*Exercise aim*: Count the lines below that contain the string "white" and reply with that number alone.

━━━ Exercise materials ━━━

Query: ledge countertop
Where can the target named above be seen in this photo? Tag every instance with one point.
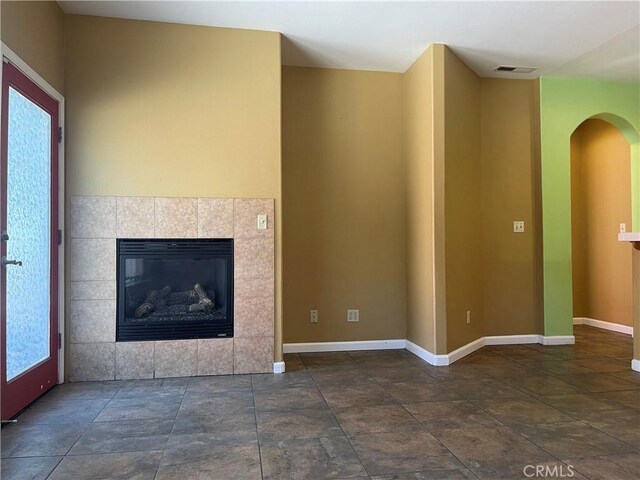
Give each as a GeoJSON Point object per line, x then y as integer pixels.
{"type": "Point", "coordinates": [629, 237]}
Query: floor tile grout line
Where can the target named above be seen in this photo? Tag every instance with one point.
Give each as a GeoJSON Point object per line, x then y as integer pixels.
{"type": "Point", "coordinates": [255, 419]}
{"type": "Point", "coordinates": [339, 425]}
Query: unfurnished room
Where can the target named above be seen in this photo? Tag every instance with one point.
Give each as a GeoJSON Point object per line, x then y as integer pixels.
{"type": "Point", "coordinates": [320, 240]}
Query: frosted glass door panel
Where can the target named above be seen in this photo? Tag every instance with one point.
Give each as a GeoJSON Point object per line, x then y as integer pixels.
{"type": "Point", "coordinates": [28, 226]}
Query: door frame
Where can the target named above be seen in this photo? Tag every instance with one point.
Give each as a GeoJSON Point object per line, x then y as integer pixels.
{"type": "Point", "coordinates": [9, 55]}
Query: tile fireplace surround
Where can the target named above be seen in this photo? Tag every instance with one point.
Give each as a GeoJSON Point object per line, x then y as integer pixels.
{"type": "Point", "coordinates": [95, 223]}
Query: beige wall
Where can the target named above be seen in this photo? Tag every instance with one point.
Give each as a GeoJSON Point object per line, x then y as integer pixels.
{"type": "Point", "coordinates": [601, 195]}
{"type": "Point", "coordinates": [35, 32]}
{"type": "Point", "coordinates": [343, 204]}
{"type": "Point", "coordinates": [463, 223]}
{"type": "Point", "coordinates": [418, 156]}
{"type": "Point", "coordinates": [509, 163]}
{"type": "Point", "coordinates": [174, 110]}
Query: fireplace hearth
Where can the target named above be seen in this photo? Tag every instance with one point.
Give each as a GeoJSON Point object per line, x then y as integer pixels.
{"type": "Point", "coordinates": [172, 289]}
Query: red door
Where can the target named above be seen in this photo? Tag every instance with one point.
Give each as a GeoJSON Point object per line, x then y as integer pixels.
{"type": "Point", "coordinates": [29, 244]}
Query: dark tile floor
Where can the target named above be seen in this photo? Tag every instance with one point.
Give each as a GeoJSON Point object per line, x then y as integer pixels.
{"type": "Point", "coordinates": [571, 411]}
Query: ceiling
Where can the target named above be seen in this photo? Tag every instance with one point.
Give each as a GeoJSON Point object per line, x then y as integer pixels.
{"type": "Point", "coordinates": [590, 39]}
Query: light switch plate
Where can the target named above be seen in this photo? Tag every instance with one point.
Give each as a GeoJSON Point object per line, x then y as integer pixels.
{"type": "Point", "coordinates": [353, 315]}
{"type": "Point", "coordinates": [518, 226]}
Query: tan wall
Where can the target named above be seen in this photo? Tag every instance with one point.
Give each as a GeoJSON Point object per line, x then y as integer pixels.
{"type": "Point", "coordinates": [602, 200]}
{"type": "Point", "coordinates": [343, 204]}
{"type": "Point", "coordinates": [418, 122]}
{"type": "Point", "coordinates": [463, 223]}
{"type": "Point", "coordinates": [174, 110]}
{"type": "Point", "coordinates": [508, 152]}
{"type": "Point", "coordinates": [35, 32]}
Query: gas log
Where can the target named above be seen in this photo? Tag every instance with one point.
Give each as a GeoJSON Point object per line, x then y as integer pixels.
{"type": "Point", "coordinates": [195, 300]}
{"type": "Point", "coordinates": [205, 304]}
{"type": "Point", "coordinates": [154, 300]}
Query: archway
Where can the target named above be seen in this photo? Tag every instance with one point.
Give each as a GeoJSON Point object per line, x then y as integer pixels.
{"type": "Point", "coordinates": [600, 204]}
{"type": "Point", "coordinates": [564, 105]}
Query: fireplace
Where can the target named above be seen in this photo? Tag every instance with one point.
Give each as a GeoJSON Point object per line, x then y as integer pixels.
{"type": "Point", "coordinates": [172, 289]}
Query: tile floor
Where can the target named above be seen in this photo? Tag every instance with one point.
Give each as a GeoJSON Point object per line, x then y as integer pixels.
{"type": "Point", "coordinates": [573, 411]}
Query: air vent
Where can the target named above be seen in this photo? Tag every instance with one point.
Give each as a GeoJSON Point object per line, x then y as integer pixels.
{"type": "Point", "coordinates": [513, 69]}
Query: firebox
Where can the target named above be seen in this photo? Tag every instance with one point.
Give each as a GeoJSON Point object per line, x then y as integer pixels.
{"type": "Point", "coordinates": [172, 289]}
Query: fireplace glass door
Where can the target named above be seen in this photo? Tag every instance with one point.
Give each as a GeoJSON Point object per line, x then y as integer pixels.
{"type": "Point", "coordinates": [175, 289]}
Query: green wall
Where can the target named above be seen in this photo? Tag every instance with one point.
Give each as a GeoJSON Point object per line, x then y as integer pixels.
{"type": "Point", "coordinates": [565, 104]}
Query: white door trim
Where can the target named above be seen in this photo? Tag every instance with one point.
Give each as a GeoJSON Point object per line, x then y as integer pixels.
{"type": "Point", "coordinates": [21, 65]}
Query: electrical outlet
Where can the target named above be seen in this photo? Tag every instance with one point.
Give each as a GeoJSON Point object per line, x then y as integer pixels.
{"type": "Point", "coordinates": [518, 226]}
{"type": "Point", "coordinates": [353, 315]}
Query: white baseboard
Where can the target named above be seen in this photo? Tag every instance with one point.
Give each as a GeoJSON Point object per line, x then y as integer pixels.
{"type": "Point", "coordinates": [614, 327]}
{"type": "Point", "coordinates": [512, 339]}
{"type": "Point", "coordinates": [465, 350]}
{"type": "Point", "coordinates": [343, 346]}
{"type": "Point", "coordinates": [426, 355]}
{"type": "Point", "coordinates": [557, 340]}
{"type": "Point", "coordinates": [278, 367]}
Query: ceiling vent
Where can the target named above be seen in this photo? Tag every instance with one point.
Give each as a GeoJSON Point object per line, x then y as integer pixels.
{"type": "Point", "coordinates": [513, 69]}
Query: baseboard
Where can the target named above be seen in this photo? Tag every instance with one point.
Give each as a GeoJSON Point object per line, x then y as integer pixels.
{"type": "Point", "coordinates": [465, 350]}
{"type": "Point", "coordinates": [397, 344]}
{"type": "Point", "coordinates": [512, 339]}
{"type": "Point", "coordinates": [557, 340]}
{"type": "Point", "coordinates": [426, 355]}
{"type": "Point", "coordinates": [614, 327]}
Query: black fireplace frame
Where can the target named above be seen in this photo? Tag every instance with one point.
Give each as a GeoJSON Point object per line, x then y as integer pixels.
{"type": "Point", "coordinates": [173, 248]}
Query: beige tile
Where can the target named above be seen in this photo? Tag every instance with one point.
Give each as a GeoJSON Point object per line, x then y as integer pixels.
{"type": "Point", "coordinates": [253, 317]}
{"type": "Point", "coordinates": [135, 217]}
{"type": "Point", "coordinates": [215, 218]}
{"type": "Point", "coordinates": [215, 356]}
{"type": "Point", "coordinates": [176, 217]}
{"type": "Point", "coordinates": [92, 259]}
{"type": "Point", "coordinates": [93, 321]}
{"type": "Point", "coordinates": [134, 360]}
{"type": "Point", "coordinates": [97, 290]}
{"type": "Point", "coordinates": [253, 287]}
{"type": "Point", "coordinates": [92, 217]}
{"type": "Point", "coordinates": [245, 218]}
{"type": "Point", "coordinates": [176, 358]}
{"type": "Point", "coordinates": [253, 258]}
{"type": "Point", "coordinates": [253, 355]}
{"type": "Point", "coordinates": [92, 362]}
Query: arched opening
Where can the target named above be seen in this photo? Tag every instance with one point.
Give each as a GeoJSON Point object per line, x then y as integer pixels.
{"type": "Point", "coordinates": [601, 202]}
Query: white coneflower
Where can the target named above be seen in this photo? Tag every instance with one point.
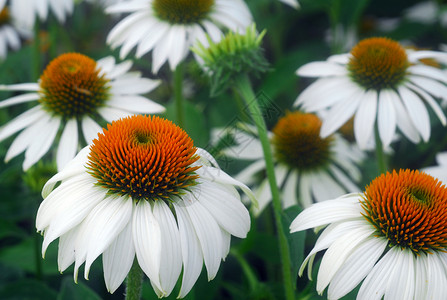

━━━

*Solved problem*: 3